• WORK TO DO
Every entry needs to be reproduced exactly.

-- BEGIN DATA TO USE --

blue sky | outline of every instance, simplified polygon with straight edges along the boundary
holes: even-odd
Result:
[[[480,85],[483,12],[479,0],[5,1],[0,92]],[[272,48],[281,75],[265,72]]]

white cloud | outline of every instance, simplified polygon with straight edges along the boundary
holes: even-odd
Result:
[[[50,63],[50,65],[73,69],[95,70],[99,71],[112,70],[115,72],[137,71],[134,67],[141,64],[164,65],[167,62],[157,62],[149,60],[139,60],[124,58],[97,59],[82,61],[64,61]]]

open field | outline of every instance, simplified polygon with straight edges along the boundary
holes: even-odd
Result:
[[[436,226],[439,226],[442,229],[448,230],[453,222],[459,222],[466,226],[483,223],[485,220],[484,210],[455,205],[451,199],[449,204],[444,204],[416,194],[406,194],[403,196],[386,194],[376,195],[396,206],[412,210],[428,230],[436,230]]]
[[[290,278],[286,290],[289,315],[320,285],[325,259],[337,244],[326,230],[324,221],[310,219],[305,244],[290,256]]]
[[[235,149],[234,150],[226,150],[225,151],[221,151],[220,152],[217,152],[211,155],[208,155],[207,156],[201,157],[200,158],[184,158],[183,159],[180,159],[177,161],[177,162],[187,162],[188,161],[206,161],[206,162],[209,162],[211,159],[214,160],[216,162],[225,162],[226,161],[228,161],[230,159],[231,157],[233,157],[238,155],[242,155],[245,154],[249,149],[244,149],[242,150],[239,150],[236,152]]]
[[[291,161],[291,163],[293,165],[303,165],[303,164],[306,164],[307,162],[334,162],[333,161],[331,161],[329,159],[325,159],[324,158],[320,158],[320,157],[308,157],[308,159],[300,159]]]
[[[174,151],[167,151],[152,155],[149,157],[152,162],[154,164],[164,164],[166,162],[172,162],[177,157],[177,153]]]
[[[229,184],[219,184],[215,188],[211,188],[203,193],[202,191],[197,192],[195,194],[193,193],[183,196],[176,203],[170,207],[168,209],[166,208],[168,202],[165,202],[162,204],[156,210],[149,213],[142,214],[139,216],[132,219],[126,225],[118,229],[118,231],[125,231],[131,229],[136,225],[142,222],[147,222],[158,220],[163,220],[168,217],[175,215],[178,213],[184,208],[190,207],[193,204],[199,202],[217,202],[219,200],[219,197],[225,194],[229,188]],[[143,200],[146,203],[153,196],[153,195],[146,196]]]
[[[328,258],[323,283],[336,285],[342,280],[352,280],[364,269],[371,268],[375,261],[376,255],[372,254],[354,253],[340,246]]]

-- END DATA TO USE --

• THE RESPONSE
blue sky | outline of every instance, simplified polygon with straight edges along the boundary
holes: even-odd
Result:
[[[480,85],[483,12],[479,0],[5,1],[0,92]],[[272,48],[281,75],[265,72]]]

white cloud | outline of every instance, simplified polygon with straight edges along the boundary
holes: even-odd
Result:
[[[50,63],[50,65],[73,69],[95,70],[99,71],[112,70],[115,72],[137,71],[134,67],[141,64],[164,65],[167,62],[157,62],[149,60],[139,60],[124,58],[97,59],[82,61],[64,61]]]

open field | outline of every instance, simplified polygon with straight edges along the boundary
holes: even-odd
Result:
[[[436,226],[439,226],[442,229],[448,230],[453,222],[459,222],[466,226],[483,223],[485,220],[484,210],[455,205],[451,199],[449,204],[444,204],[416,194],[406,194],[403,196],[386,194],[376,195],[396,206],[412,210],[428,230],[436,230]]]
[[[290,278],[286,290],[289,315],[320,285],[325,259],[337,244],[326,230],[324,221],[310,219],[305,244],[290,256]]]
[[[235,149],[234,150],[226,150],[225,151],[221,151],[220,152],[217,152],[211,155],[208,155],[207,156],[201,157],[200,158],[184,158],[183,159],[180,159],[177,161],[177,162],[187,162],[188,161],[206,161],[206,162],[209,162],[211,159],[214,160],[216,162],[225,162],[226,161],[228,161],[230,159],[231,157],[233,157],[238,155],[242,155],[245,154],[249,149],[244,149],[242,150],[239,150],[236,152]]]
[[[291,161],[291,163],[293,165],[303,165],[303,164],[306,164],[307,162],[334,162],[333,161],[331,161],[329,159],[325,159],[324,158],[320,158],[320,157],[308,157],[308,159],[300,159]]]
[[[174,151],[167,151],[152,155],[149,157],[152,162],[154,164],[164,164],[166,162],[172,162],[177,157],[177,153]]]
[[[229,184],[219,184],[215,188],[211,188],[203,193],[202,191],[197,192],[195,194],[193,193],[183,196],[176,203],[170,207],[168,209],[166,208],[168,202],[165,202],[162,204],[156,210],[149,213],[142,214],[139,216],[132,219],[126,225],[118,229],[118,231],[125,231],[131,229],[136,225],[142,222],[147,222],[158,220],[163,220],[168,217],[175,215],[178,213],[184,208],[190,207],[193,204],[199,202],[217,202],[219,200],[219,197],[225,194],[229,188]],[[143,200],[146,203],[153,196],[153,195],[146,196]]]
[[[328,258],[323,283],[336,285],[342,280],[352,280],[364,269],[371,268],[375,261],[376,255],[372,254],[354,253],[340,246]]]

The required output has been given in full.